Rewrite all of the data below, replacing "in this photo" with "in this image" and keeping everything else the same. Leave the pictures out.
=== Data section ===
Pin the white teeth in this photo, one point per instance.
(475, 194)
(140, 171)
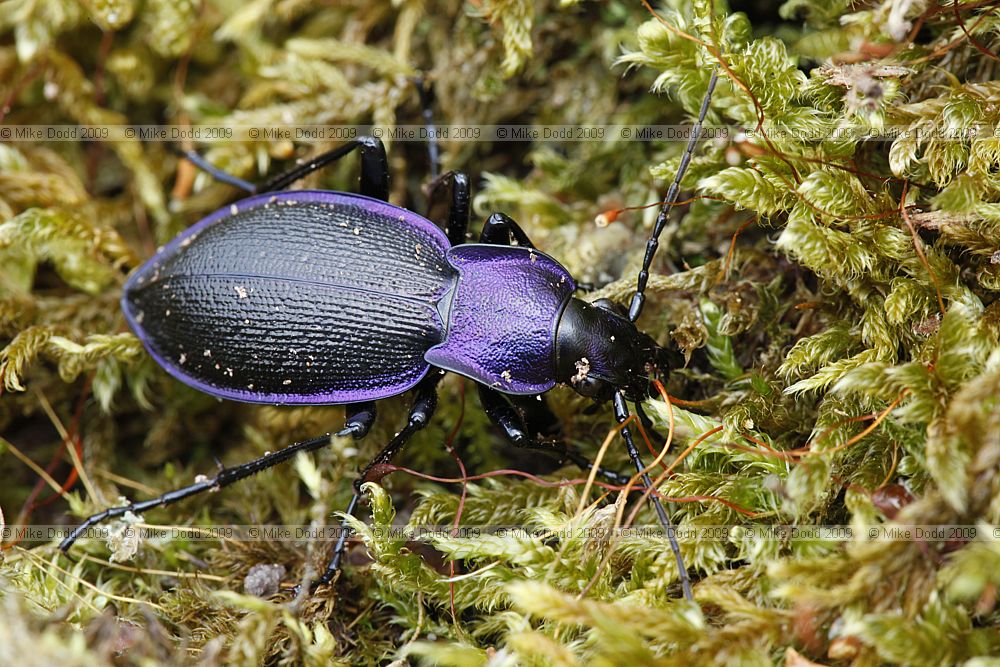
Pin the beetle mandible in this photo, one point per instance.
(320, 297)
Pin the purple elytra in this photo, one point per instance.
(356, 305)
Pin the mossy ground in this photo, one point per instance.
(836, 299)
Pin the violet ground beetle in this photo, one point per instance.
(321, 297)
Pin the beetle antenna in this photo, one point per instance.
(197, 160)
(639, 298)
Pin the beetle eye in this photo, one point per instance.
(611, 306)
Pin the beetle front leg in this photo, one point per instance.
(448, 205)
(374, 168)
(502, 412)
(500, 229)
(359, 420)
(621, 414)
(424, 405)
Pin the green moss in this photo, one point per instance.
(835, 298)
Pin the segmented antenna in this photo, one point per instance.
(639, 298)
(621, 407)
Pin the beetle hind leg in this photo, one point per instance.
(424, 405)
(359, 421)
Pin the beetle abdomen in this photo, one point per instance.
(297, 297)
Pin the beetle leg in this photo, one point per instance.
(510, 419)
(426, 94)
(197, 160)
(499, 229)
(448, 204)
(621, 414)
(374, 168)
(358, 424)
(423, 408)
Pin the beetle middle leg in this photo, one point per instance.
(424, 405)
(448, 204)
(522, 424)
(360, 417)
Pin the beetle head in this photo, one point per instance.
(599, 350)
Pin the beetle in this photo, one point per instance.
(319, 297)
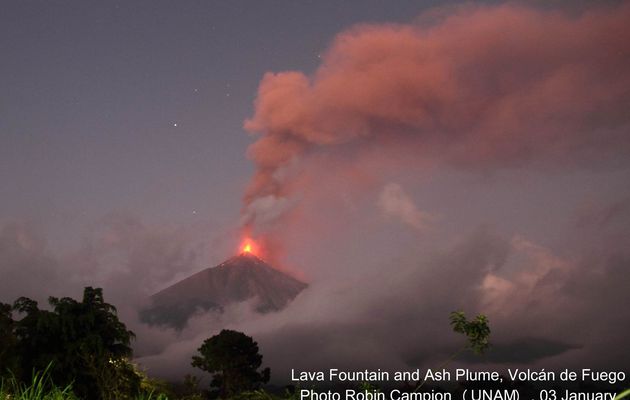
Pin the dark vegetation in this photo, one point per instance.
(81, 350)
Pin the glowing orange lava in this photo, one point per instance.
(248, 246)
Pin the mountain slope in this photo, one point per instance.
(238, 279)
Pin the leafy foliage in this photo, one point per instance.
(85, 341)
(477, 330)
(233, 359)
(40, 387)
(8, 341)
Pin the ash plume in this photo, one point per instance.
(480, 88)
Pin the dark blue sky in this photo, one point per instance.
(123, 165)
(138, 106)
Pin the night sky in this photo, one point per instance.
(405, 158)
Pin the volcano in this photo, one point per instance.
(241, 278)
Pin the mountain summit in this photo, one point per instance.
(238, 279)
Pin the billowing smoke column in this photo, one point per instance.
(472, 87)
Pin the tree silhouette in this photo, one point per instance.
(8, 341)
(85, 341)
(233, 359)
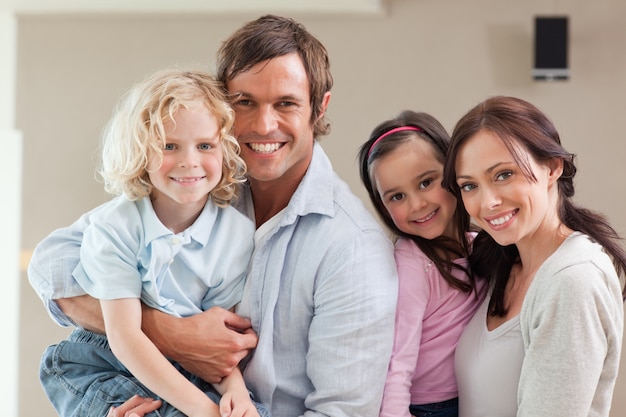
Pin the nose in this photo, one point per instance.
(265, 120)
(417, 202)
(490, 198)
(188, 158)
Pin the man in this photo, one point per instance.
(322, 286)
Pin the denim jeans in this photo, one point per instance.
(82, 377)
(448, 408)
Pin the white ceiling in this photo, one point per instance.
(187, 6)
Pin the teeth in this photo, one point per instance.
(430, 216)
(186, 179)
(264, 147)
(501, 220)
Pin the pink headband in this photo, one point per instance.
(389, 132)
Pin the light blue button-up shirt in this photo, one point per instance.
(127, 252)
(321, 292)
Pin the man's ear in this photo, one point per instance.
(324, 105)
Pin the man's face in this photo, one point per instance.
(273, 119)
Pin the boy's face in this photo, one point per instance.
(192, 160)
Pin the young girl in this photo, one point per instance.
(401, 166)
(547, 340)
(170, 240)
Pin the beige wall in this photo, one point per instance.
(437, 56)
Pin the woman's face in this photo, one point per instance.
(496, 192)
(408, 180)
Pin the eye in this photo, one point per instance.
(425, 184)
(503, 175)
(244, 102)
(467, 186)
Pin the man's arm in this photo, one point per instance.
(209, 345)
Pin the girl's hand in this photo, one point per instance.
(135, 407)
(237, 404)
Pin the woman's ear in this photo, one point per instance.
(555, 166)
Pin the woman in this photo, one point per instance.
(547, 339)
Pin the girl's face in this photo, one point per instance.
(408, 181)
(497, 194)
(192, 160)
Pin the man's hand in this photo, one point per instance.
(209, 345)
(135, 407)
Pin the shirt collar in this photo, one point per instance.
(199, 231)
===
_Written answer_
Pin the white teeth in this image, one point per instance.
(475, 194)
(140, 171)
Pin the beetle mandible in this image, one point per instance.
(320, 297)
Pin the purple elytra in this image, one point per instance.
(356, 305)
Pin the mossy ground in this image, one point per instance.
(836, 299)
Pin the violet ground beetle in this image, one point per instance.
(321, 297)
Pin the beetle antenna in this image, one point per instance.
(197, 160)
(639, 298)
Pin the beetle eye in this image, one point per instance.
(611, 306)
Pin the beetle front leg in this image, one point per instance.
(448, 205)
(374, 168)
(502, 412)
(500, 229)
(359, 420)
(621, 414)
(424, 405)
Pin the green moss in this image, one point per instance.
(835, 298)
Pin the segmented antenna in this image, one point per instance.
(639, 298)
(621, 407)
Pin the beetle hind leg in this image, one point per instance.
(424, 405)
(359, 421)
Pin the beetle abdomen in this image, one point per instance.
(297, 297)
Pin the beetle leg in this image, one point per instance.
(510, 419)
(426, 94)
(197, 160)
(499, 229)
(448, 204)
(621, 414)
(374, 168)
(358, 424)
(423, 408)
Pin the beetle middle leg in this image, one point per instance.
(424, 405)
(448, 204)
(522, 424)
(360, 417)
Pin the beetle head in this image, one point per instance.
(599, 350)
Pin the beetle in this image, one point per instance.
(319, 297)
Pin the dark vegetation in this image, one point per instance.
(81, 350)
Pin the glowing orange lava in this image, one point per instance.
(248, 246)
Pin the mountain slope in this image, one point per instance.
(238, 279)
Pin the leafy foliage in this image, one point per instance.
(85, 341)
(477, 330)
(233, 359)
(40, 387)
(8, 341)
Pin the ash plume in this image, one point per instance.
(480, 88)
Pin the dark blue sky in this image, one point per instance.
(123, 165)
(138, 106)
Pin the night sky in this image, one point per instance.
(405, 158)
Pin the volcano in this image, one point per instance.
(241, 278)
Pin the mountain summit in this image, one point per instance.
(238, 279)
Pin the billowing smoke column in this image, one point per instance.
(472, 87)
Pin the tree silhouette in this image, one point per instance.
(8, 341)
(85, 341)
(233, 359)
Pin the nose in this image, one point per instance.
(265, 120)
(417, 202)
(490, 198)
(188, 158)
Pin the man in this image, one point per instance.
(322, 286)
Pin the denim jeans in this image, one point per instance.
(82, 377)
(448, 408)
Pin the white ceiling in this image, one point per instance.
(187, 6)
Pin the teeth in this image, one point per instance.
(430, 216)
(186, 179)
(264, 147)
(501, 220)
Pin the pink headband in this image, one point per instance.
(389, 132)
Pin the light blue button-up shirt in this image, one point per instance.
(127, 252)
(321, 292)
Pin the man's ear in this image, one point per instance.
(324, 105)
Pin the man's face in this image, one point per instance.
(273, 119)
Pin the boy's face in this image, one point per instance.
(192, 160)
Pin the young girl in this image, one point per instance.
(401, 166)
(547, 340)
(170, 240)
Pin the beige wall in this image, one point per instance.
(437, 56)
Pin the woman's face in this image, one point per instance.
(496, 192)
(408, 180)
Pin the eye in this image, one point per instance.
(425, 184)
(503, 175)
(244, 102)
(467, 186)
Pin the man's arm in this image, one point per instance.
(209, 345)
Pin the girl's hand in this image, one point per instance.
(135, 407)
(237, 404)
Pin the woman's ear in this image, one point per instance.
(555, 166)
Pin the woman in this image, one point per instance.
(547, 339)
Pin the girl's face in this image, one point per instance.
(408, 181)
(497, 194)
(192, 160)
Pin the man's hand in this image, one point per instance.
(209, 345)
(135, 407)
Pin the shirt collar in this image, one point per instance.
(199, 231)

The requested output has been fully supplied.